Do this
Quote the excerpt below on model robustness from "Table 7 Tests" up to and including "to be retained.".

Text extract

--- start ---

Table 6 Semantic segmentation conducted on ADE20K for 160K iters with performances of different backbones. “Param” refers to number of parameters

Full size table

Table 7 Tests of robustness on three different datasets

Full size table

Table 8 Experimental results for different position embedding

Full size table

Evaluations of Robustness: We tested the robustness of our pre-trained model on 3 datasets using 2 RTX3090 GPU: (1) ImageNet-A [20] includes 200-class subjects of ImageNet-1K, which is a dataset of adversarial filtered images of real-world; (2) ImageNet-C [19] consists of 15 types of algorithmically generated corruptions from noise, weather, and digital categories. Each type of corruption has 5 levels of severity, resulting in 75 distinct corruptions; (3) Stylized-ImageNet [13] is created by applying AdaIN style transfer to ImageNet images. After applying AdaIN style transfer, local texture cues are no longer highly predictive of the target class, while the global shape tends to be retained.

--- end ---

Given data

--- start ---

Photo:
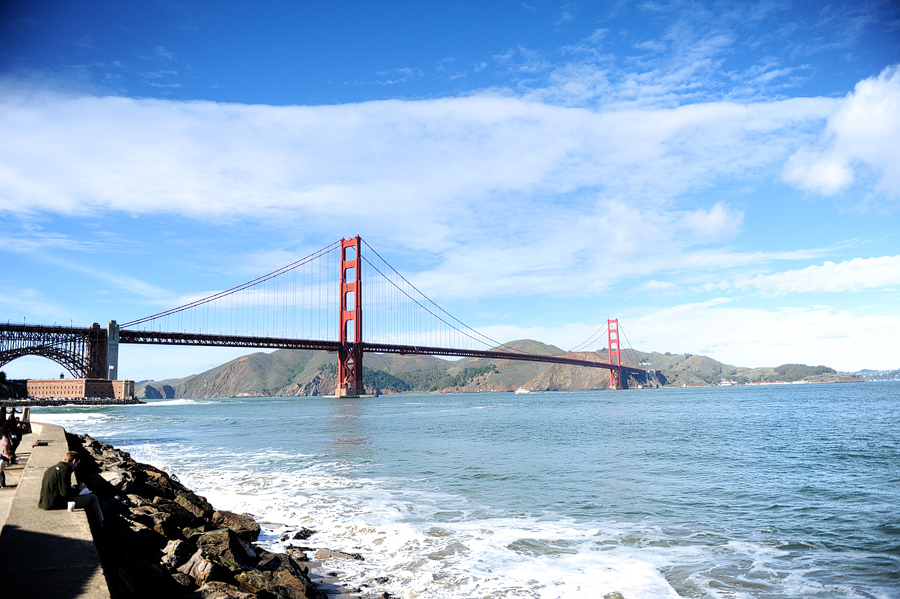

--- end ---

The answer
Table 7 Tests of robustness on three different datasets

Full size table

Table 8 Experimental results for different position embedding

Full size table

Evaluations of Robustness: We tested the robustness of our pre-trained model on 3 datasets using 2 RTX3090 GPU: (1) ImageNet-A [20] includes 200-class subjects of ImageNet-1K, which is a dataset of adversarial filtered images of real-world; (2) ImageNet-C [19] consists of 15 types of algorithmically generated corruptions from noise, weather, and digital categories. Each type of corruption has 5 levels of severity, resulting in 75 distinct corruptions; (3) Stylized-ImageNet [13] is created by applying AdaIN style transfer to ImageNet images. After applying AdaIN style transfer, local texture cues are no longer highly predictive of the target class, while the global shape tends to be retained.